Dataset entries
============================================================

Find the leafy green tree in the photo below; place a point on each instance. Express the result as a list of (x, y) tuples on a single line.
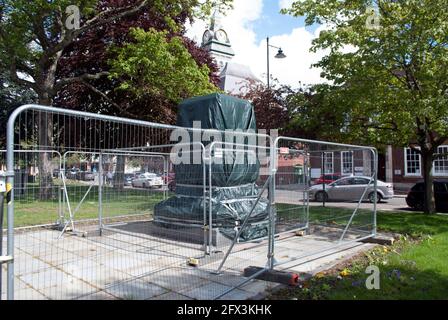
[(157, 66), (388, 62)]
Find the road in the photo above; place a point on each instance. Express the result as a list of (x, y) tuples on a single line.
[(398, 203)]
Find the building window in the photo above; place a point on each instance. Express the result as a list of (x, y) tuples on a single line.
[(328, 162), (441, 164), (347, 162), (412, 162)]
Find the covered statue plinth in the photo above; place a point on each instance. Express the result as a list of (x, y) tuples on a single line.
[(234, 173)]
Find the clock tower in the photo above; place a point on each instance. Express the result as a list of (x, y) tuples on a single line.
[(216, 41)]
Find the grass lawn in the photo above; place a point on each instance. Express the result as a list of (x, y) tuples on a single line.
[(29, 211), (415, 267)]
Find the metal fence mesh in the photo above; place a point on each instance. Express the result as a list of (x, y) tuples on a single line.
[(104, 210)]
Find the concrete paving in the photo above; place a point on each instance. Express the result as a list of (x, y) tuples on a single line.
[(142, 266), (397, 203)]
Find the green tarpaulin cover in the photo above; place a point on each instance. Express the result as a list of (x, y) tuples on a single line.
[(234, 173)]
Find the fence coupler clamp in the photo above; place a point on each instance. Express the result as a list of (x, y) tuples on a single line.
[(6, 259)]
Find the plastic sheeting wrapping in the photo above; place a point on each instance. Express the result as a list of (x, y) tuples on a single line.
[(234, 173)]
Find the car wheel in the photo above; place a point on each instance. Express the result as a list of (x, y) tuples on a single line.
[(321, 196), (372, 197)]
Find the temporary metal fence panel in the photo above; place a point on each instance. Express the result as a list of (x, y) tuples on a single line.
[(82, 232)]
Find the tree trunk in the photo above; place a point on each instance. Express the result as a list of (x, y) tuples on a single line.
[(429, 201), (45, 133)]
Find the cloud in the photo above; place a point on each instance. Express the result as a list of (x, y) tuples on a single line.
[(283, 4), (239, 23)]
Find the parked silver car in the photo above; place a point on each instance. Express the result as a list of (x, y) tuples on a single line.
[(351, 189)]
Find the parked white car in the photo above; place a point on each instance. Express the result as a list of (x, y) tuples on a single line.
[(351, 189), (148, 180)]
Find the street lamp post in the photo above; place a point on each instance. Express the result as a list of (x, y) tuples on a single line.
[(279, 55)]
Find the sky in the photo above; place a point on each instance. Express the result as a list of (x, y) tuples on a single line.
[(248, 25)]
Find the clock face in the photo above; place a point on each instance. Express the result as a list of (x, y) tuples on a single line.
[(221, 36), (207, 36)]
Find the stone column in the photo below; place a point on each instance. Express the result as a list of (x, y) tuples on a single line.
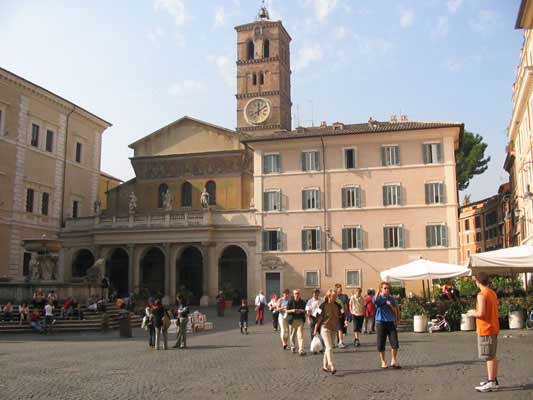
[(136, 267), (166, 246), (131, 259)]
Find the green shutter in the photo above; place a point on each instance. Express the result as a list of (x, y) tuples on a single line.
[(265, 202), (344, 238), (359, 238), (399, 192), (444, 235), (344, 194), (397, 150), (265, 241)]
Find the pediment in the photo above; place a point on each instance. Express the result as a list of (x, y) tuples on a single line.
[(185, 136)]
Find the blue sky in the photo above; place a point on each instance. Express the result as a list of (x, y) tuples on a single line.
[(142, 64)]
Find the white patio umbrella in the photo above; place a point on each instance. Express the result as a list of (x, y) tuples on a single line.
[(424, 269)]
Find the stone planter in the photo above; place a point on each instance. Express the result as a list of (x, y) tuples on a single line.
[(468, 323), (420, 323), (516, 320)]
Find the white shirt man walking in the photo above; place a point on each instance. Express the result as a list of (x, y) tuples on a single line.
[(260, 305)]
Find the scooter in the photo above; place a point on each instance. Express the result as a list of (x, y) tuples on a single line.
[(439, 324), (529, 322)]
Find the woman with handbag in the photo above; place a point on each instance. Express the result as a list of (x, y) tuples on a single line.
[(281, 307), (328, 323)]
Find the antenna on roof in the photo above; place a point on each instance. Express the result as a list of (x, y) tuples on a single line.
[(263, 11)]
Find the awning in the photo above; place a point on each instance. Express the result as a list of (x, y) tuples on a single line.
[(424, 269), (510, 260)]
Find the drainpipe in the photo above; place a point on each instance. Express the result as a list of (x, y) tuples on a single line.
[(325, 212), (61, 215)]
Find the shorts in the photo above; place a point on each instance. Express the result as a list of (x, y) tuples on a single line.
[(487, 346), (384, 330), (358, 323), (342, 327)]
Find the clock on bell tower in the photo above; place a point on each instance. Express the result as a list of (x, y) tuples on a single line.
[(263, 76)]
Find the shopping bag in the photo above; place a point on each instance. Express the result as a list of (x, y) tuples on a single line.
[(316, 344)]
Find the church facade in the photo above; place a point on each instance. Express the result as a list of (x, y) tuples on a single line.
[(267, 207)]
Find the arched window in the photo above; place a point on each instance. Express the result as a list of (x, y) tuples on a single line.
[(161, 195), (250, 50), (211, 188), (186, 195), (266, 48)]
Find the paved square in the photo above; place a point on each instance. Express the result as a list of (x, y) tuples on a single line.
[(223, 364)]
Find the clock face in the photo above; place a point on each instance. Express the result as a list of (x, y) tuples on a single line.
[(257, 111)]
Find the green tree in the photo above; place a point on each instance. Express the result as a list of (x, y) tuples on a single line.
[(470, 159)]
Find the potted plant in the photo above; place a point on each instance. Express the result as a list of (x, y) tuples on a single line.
[(503, 314), (468, 323), (516, 313), (455, 310), (228, 293), (415, 311)]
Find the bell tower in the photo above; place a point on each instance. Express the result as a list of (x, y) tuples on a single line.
[(263, 76)]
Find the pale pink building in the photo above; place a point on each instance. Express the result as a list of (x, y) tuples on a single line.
[(386, 196)]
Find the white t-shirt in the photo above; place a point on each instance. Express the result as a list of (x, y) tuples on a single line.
[(48, 310)]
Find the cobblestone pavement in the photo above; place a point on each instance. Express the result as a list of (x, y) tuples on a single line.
[(223, 364)]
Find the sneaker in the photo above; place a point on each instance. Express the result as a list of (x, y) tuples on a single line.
[(487, 381), (490, 386)]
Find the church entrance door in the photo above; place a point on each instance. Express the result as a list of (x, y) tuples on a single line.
[(189, 270), (232, 271), (153, 271), (117, 271)]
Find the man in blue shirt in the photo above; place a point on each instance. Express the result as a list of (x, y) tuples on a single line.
[(386, 317)]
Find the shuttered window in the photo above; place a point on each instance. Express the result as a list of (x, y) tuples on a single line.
[(272, 240), (311, 239), (393, 237), (432, 153), (435, 193), (272, 200), (271, 164), (310, 199), (390, 155), (310, 161), (352, 238), (436, 235), (349, 159), (351, 197), (392, 195)]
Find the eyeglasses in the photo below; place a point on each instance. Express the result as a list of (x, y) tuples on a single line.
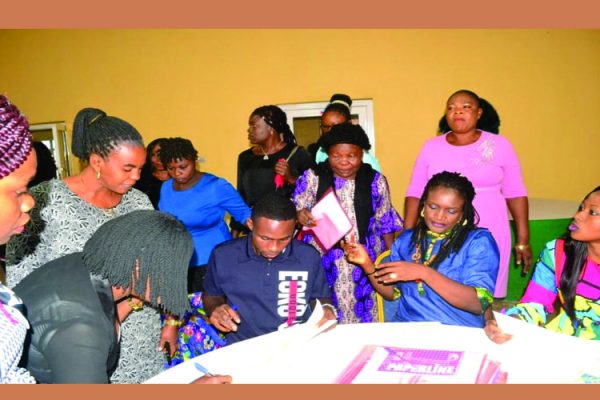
[(325, 128)]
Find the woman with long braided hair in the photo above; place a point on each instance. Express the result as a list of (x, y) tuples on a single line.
[(444, 269), (67, 213), (564, 292)]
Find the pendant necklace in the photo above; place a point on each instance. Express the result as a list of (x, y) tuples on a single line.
[(266, 156)]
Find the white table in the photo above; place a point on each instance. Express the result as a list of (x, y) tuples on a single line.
[(534, 355)]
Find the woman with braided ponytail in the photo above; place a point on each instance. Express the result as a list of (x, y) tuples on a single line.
[(69, 211), (444, 269), (17, 169)]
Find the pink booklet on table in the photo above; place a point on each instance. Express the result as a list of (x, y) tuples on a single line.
[(332, 223), (389, 364)]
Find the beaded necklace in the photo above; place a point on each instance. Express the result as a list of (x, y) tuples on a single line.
[(428, 258)]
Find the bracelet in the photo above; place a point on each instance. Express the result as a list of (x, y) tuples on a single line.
[(332, 308), (134, 306), (173, 322)]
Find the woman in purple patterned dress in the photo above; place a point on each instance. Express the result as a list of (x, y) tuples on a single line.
[(365, 197)]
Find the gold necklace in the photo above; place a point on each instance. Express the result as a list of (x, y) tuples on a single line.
[(266, 156)]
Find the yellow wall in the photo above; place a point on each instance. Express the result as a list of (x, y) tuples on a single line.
[(202, 84)]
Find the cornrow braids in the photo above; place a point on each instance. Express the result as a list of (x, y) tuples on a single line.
[(97, 133), (340, 103), (575, 260), (460, 231), (276, 118), (178, 148), (15, 138), (162, 246)]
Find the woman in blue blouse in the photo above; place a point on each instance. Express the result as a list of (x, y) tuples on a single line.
[(199, 200), (445, 268)]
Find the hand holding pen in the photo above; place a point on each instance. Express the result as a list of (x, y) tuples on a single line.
[(209, 377), (225, 318)]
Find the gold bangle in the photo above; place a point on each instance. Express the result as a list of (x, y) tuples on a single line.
[(173, 322), (134, 307)]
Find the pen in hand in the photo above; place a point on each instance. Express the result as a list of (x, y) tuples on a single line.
[(203, 369)]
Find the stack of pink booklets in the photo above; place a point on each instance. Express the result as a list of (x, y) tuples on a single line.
[(386, 364), (332, 222)]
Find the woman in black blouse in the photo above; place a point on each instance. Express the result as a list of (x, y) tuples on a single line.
[(274, 152)]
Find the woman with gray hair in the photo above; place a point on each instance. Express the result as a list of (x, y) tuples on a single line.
[(70, 210)]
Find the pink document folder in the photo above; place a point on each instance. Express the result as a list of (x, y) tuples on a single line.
[(332, 222)]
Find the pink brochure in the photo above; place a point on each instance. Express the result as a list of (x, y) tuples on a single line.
[(332, 223)]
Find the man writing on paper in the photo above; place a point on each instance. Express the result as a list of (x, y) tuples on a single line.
[(265, 281)]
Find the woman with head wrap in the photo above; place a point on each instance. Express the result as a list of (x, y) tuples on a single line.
[(365, 197), (273, 163), (69, 211), (17, 168)]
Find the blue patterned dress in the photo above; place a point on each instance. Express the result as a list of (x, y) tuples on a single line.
[(352, 292)]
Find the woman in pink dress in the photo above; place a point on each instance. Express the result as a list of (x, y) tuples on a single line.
[(491, 164)]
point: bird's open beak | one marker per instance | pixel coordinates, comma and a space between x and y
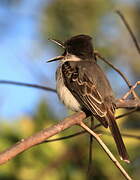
59, 43
55, 59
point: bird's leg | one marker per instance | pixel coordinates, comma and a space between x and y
131, 91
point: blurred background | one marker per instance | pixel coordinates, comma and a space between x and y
25, 27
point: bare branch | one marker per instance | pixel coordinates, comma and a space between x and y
27, 85
129, 30
41, 136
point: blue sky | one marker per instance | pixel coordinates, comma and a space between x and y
23, 58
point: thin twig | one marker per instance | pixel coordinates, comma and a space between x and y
90, 148
129, 30
27, 85
41, 136
107, 151
95, 127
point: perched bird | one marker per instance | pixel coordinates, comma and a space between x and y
83, 86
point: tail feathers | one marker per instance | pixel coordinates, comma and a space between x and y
117, 137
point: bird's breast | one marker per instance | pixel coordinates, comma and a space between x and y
64, 94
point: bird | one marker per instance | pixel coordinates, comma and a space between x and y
83, 86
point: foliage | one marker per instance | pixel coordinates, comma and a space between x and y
65, 159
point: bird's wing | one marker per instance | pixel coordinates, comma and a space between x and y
84, 89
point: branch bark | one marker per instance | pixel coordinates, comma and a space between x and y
41, 136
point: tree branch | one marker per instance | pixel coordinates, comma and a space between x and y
41, 136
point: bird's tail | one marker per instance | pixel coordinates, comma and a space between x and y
117, 137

============================================================

— TO DO —
The lines wanted are those from the one with "point: bird's wing" through the last line of the records, repeated exactly and with both ends included.

— EXPECTED OUTPUT —
point: bird's wing | one marker per instance | pixel coordinates, comma and a space between x and y
84, 89
point: branch bark | one marker per instance | pixel coordinates, comma and a space between x and y
41, 136
point: tree branch | one marker per instance | pixel coordinates, comma and a space between x and y
41, 136
point: bird's tail | one marker per instance | pixel coordinates, comma and a space between x and y
117, 137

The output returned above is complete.